§ **Texto de leitura**:
_ _ _ _ _
Mas Perón morreu em julho de 1974, deixando o cargo de presidente com sua
esposa, agora viúva, Isabel Perón. Seu governo foi desastroso. Instaurou-se o
caos no país, com um cenário complicadíssimo. A economia estava quebrada; os
grupos armados faziam diversas ações e sofriam forte repressão, principalmente
de uma organização paramilitar surgida dentro do governo o triplo A (Alianza
Anticomunista Argentina) somados com o fraco governo de Isabel Perón
possibilitaram o golpe militar de 24 de março de 1976.
Mas
os militares que tomaram o poder através de uma junta não queriam apenas acabar
com a confusão que estava a Argentina. Queriam extirpar toda a qualquer
oposição, ou melhor, eliminar todos os que não concordassem com seu regime. Na
Junta assumiram o General Jorge Rafael Videla, o Almirante Emilio Massera e o
Brigadeiro Orlando Agosti, chefes das três Forças Armadas, sob o controle do
primeiro.
_ _ _ _ _
§ **Entradas listadas**:
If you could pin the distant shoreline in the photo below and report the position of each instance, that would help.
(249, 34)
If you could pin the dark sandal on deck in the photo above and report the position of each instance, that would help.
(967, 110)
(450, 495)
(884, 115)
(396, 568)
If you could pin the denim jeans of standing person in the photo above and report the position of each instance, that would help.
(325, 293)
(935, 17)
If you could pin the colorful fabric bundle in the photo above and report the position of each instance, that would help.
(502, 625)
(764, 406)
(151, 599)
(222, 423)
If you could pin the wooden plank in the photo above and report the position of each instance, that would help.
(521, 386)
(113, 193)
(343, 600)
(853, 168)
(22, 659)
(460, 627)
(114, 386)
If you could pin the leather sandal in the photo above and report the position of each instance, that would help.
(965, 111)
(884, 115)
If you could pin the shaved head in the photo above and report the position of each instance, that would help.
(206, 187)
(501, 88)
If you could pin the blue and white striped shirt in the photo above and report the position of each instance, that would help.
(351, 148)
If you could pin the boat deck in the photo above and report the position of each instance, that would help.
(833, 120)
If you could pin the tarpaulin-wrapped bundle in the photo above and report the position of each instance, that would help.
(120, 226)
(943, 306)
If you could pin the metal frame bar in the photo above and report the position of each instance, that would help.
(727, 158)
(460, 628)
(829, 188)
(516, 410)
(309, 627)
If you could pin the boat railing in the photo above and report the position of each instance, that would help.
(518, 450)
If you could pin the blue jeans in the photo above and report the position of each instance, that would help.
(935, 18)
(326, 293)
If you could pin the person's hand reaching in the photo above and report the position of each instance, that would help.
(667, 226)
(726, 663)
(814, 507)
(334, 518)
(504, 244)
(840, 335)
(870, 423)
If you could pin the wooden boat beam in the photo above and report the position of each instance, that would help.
_ _ _ _ _
§ **Requisitos do problema**: Copie fielmente, do texto sobre o golpe militar de 1976 na Argentina, o trecho de "Mas Perón morreu" até "março de 1976.". As entradas formam um material à parte, independente do texto.

§ **Resposta completa**:
Mas Perón morreu em julho de 1974, deixando o cargo de presidente com sua
esposa, agora viúva, Isabel Perón. Seu governo foi desastroso. Instaurou-se o
caos no país, com um cenário complicadíssimo. A economia estava quebrada; os
grupos armados faziam diversas ações e sofriam forte repressão, principalmente
de uma organização paramilitar surgida dentro do governo o triplo A (Alianza
Anticomunista Argentina) somados com o fraco governo de Isabel Perón
possibilitaram o golpe militar de 24 de março de 1976.